Start Given records
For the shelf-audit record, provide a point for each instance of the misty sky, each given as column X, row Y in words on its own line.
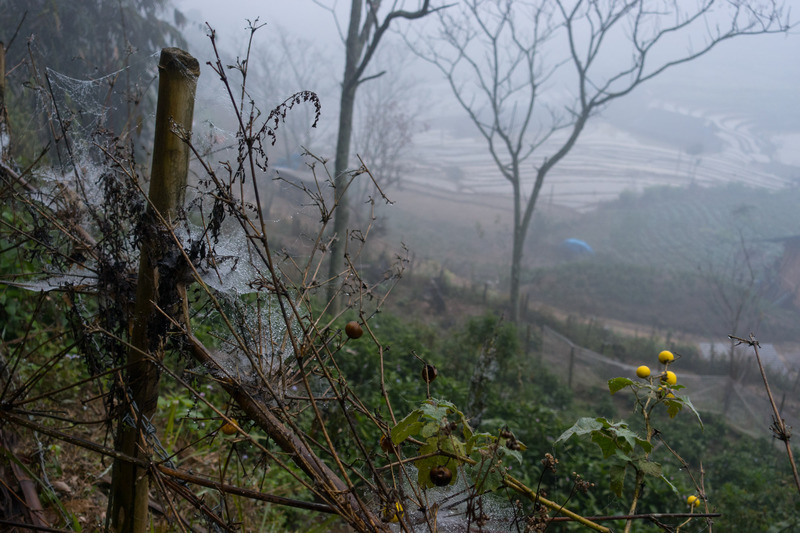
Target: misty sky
column 741, row 97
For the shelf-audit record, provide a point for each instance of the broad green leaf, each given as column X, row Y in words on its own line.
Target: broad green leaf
column 429, row 429
column 514, row 453
column 689, row 404
column 673, row 408
column 606, row 442
column 646, row 446
column 433, row 445
column 437, row 409
column 622, row 456
column 617, row 384
column 486, row 475
column 622, row 432
column 406, row 427
column 673, row 487
column 581, row 427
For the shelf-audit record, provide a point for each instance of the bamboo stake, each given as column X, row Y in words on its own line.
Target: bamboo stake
column 178, row 73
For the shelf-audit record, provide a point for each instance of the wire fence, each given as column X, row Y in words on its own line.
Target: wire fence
column 744, row 406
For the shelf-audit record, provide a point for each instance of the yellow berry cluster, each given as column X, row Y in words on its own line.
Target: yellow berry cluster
column 668, row 377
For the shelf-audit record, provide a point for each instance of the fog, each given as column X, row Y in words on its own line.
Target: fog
column 671, row 223
column 735, row 108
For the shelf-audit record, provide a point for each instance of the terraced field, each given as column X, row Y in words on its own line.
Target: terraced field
column 610, row 157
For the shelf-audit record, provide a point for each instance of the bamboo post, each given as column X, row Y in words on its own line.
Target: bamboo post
column 178, row 73
column 5, row 139
column 571, row 366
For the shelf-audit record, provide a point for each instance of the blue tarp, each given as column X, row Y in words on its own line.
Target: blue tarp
column 577, row 246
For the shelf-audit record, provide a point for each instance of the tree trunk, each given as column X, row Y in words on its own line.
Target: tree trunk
column 5, row 139
column 353, row 48
column 178, row 72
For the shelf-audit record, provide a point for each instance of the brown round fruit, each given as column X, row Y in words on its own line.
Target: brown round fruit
column 429, row 373
column 387, row 445
column 441, row 476
column 353, row 330
column 230, row 427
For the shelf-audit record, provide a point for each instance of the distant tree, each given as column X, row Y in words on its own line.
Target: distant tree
column 387, row 116
column 503, row 58
column 365, row 30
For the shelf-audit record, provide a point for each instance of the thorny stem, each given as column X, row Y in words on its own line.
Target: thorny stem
column 779, row 429
column 637, row 493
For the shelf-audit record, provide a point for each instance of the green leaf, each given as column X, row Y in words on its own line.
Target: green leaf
column 673, row 407
column 513, row 453
column 617, row 384
column 606, row 442
column 437, row 409
column 650, row 468
column 424, row 466
column 646, row 446
column 487, row 475
column 406, row 427
column 429, row 429
column 673, row 487
column 622, row 432
column 617, row 473
column 582, row 427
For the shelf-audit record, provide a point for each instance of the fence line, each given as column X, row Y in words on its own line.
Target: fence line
column 744, row 407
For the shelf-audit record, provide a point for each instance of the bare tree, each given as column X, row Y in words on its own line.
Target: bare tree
End Given records
_Problem details_
Can you write out, word for word, the lines that start at the one containing "of the bare" and end at the last line of the records?

_Finished exercise_
For the shelf-audit record, provide a point for each instance of the bare tree, each given as column X, row Y in words on its own line.
Target: bare tree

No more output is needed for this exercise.